Chris says, “When Landcare Research (the Crown Research Institute conducting science and research focused on environmental issues, opportunities and solutions) selects organisms to control weeds they take great care to ensure those organisms cannot cross to other potential host plants which are native or of ecological value in New Zealand.”

“We don’t want another cane toad situation. They were imported to Australia to control a sugarcane insect but tests to see if they could survive, and if they had natural enemies to keep them under control, weren’t carried out. It’s a nightmare example of the importation of a foreign organism going wrong.”

The importation of cane toads into a country where they thrived beyond anyone’s imagination has created a devilish problem in Australia. They are poisonous to predators and have spread over huge areas of Queensland, into the Northern Territory, New South Wales, and north-western parts of Western Australia.

“Pyrethrum spray can kill one pest,” he says, “but destroy several beneficial ones as well.  It may be organic, but it’s still a toxic product.”

INFORMATION PROVIDED =
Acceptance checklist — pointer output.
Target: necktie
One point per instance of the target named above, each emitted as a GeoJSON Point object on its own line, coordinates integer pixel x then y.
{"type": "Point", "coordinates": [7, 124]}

PARTS OF THE EXERCISE =
(a) Name every area that the cane toad passage says the toads have spread over or into.
(b) Output the cane toad passage from "The importation of cane" up to and including "of Western Australia.", word for word.

RESULTS FOR EACH TASK =
(a)
Queensland
the Northern Territory
New South Wales
north-western parts of Western Australia

(b)
The importation of cane toads into a country where they thrived beyond anyone’s imagination has created a devilish problem in Australia. They are poisonous to predators and have spread over huge areas of Queensland, into the Northern Territory, New South Wales, and north-western parts of Western Australia.